## ЗАДАЧА:
Выведите дословно часть отрывка о дневнике Марите между словами «У Марите сохранился» и «и делали чернила!», включая их самих.

Мы смотрим фотографии в ее альбоме: Офелия, Лиза, Каренина — роли. А вот детский снимок: белая блузка, пионерский галстук. Это не роль. Это жизнь.
У Марите сохранился дневник, который она, как и Генуте Эрсловайте, начала в Артеке, а продолжила в Дебесах.
Строчки расплылись.
— Узнаете, чем писали? Выдавливали свекольный сок и делали чернила!
«Ремешки стягиваем все туже и туже… Может быть, поэтому ребята стали больше баловаться…
У нас было свое подсобное хозяйство, огород, коровы — я, кстати, пасла коров, — свиньи. Бедные свиньи, мы называли их Гитлер, Геббельс… Пчел разводили, кроликов. Но это не сразу, поначалу было трудновато. Конечно, не только нам — всем в селе было трудно! Однажды с завхозом мы отправились по соседним деревням, чтобы собрать кое-что. Взяли мешок. Ушли с мешком, вернулись с подводой. Помню, как одна женщина — ей своих-то детей нечем было кормить — дала нам три морковки. Скажите, есть ли цена этим морковкам?»
Марите не сразу возвращается к дневнику…
«Воскресенье. Сегодня опять встали в пять утра и, взяв сани, пилу и веревки, тронулись в лес. Там свалили четыре дерева… Лошадь у нас была, но не на все ее хватало. Иногда и сами ходили за дровами. Нас в комнате было четырнадцать девочек, впряжемся в сани…»

(Данные из набора для точечной разметки)
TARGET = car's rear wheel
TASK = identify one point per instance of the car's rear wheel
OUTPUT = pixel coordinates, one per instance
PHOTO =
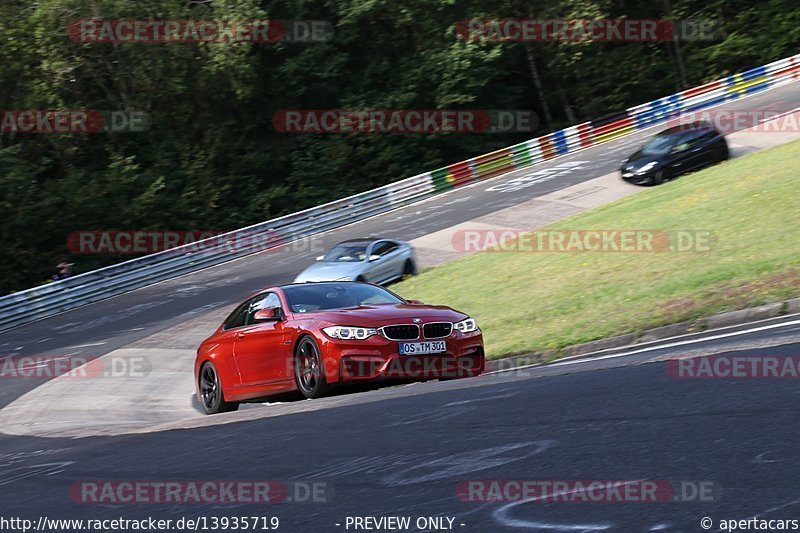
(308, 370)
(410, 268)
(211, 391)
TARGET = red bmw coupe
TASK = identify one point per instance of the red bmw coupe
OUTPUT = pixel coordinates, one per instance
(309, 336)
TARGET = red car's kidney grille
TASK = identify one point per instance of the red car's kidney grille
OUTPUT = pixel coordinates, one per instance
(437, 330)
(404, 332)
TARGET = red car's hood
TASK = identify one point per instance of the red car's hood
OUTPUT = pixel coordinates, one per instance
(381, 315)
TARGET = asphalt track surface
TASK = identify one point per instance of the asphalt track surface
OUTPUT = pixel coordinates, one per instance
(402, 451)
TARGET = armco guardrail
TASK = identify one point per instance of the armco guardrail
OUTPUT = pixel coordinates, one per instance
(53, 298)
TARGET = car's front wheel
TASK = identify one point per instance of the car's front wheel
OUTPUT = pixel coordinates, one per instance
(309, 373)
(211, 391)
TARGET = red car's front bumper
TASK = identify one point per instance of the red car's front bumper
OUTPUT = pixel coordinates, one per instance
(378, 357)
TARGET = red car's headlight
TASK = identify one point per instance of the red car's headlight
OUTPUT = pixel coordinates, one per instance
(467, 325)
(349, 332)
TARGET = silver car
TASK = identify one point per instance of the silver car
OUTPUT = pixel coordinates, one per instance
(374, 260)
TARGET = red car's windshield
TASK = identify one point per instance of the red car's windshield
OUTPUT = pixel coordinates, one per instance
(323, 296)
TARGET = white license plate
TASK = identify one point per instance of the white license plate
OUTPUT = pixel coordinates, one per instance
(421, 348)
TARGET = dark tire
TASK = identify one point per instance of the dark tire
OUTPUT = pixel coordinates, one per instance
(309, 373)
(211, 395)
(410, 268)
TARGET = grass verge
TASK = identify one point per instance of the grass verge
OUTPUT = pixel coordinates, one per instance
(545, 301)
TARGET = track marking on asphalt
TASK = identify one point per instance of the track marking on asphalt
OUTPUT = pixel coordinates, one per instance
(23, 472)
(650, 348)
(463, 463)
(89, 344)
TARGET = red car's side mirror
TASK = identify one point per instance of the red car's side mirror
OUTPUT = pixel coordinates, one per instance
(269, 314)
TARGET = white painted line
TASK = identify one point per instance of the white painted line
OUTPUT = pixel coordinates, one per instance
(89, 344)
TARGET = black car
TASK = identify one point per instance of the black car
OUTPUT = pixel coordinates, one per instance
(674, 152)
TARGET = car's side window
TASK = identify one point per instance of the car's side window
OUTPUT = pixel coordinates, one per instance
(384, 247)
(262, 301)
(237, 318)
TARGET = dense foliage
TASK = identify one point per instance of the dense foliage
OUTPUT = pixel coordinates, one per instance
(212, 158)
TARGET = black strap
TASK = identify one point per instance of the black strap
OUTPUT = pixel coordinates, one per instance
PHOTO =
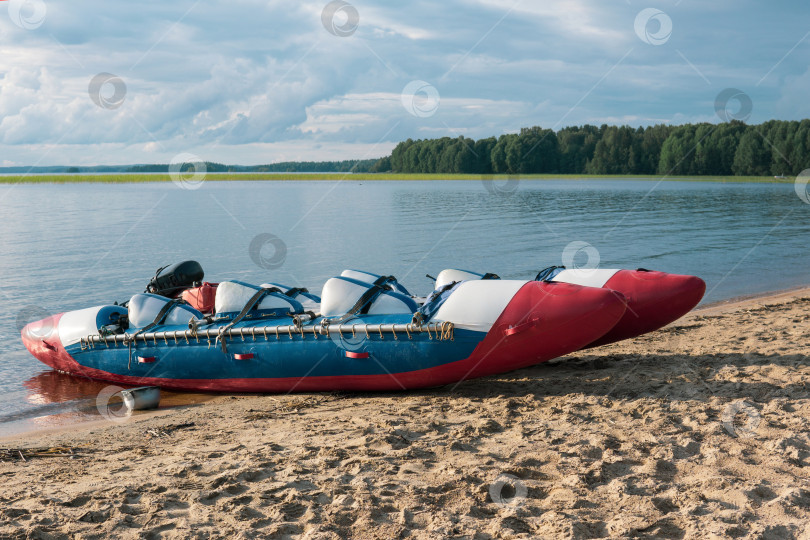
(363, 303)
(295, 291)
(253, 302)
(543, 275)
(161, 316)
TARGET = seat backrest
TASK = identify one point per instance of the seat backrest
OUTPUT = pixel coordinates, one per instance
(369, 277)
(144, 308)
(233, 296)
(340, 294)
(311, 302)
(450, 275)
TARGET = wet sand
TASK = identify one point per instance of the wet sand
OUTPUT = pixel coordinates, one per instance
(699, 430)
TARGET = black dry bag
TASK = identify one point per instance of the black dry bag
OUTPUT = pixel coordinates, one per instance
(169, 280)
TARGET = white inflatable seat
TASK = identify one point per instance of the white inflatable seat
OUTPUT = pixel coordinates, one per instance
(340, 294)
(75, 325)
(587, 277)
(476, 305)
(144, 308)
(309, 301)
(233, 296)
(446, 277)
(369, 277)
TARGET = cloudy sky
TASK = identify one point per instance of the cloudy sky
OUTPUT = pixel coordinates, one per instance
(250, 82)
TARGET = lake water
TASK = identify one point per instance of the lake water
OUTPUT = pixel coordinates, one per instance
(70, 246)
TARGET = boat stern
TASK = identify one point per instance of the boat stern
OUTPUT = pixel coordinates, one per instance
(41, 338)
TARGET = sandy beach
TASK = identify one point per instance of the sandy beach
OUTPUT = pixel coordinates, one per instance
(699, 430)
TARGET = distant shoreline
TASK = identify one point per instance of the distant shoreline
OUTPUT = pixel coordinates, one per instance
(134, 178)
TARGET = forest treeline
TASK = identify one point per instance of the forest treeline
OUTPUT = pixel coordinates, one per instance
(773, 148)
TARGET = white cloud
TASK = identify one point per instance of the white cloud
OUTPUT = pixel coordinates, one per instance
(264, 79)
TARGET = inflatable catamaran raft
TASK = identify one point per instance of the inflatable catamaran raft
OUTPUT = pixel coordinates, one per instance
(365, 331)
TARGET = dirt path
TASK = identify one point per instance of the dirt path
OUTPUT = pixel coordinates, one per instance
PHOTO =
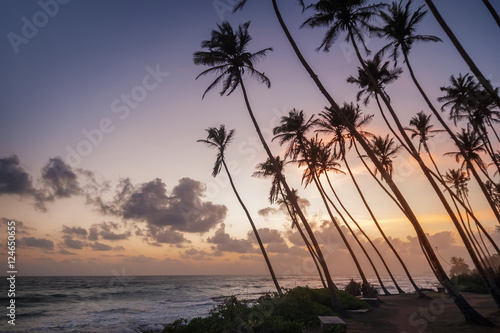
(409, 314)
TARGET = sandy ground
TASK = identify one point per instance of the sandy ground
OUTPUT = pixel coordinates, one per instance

## РЕЗУЛЬТАТ ВЫПОЛНЕНИЯ:
У Марите сохранился дневник, который она, как и Генуте Эрсловайте, начала в Артеке, а продолжила в Дебесах.
Строчки расплылись.
— Узнаете, чем писали? Выдавливали свекольный сок и делали чернила!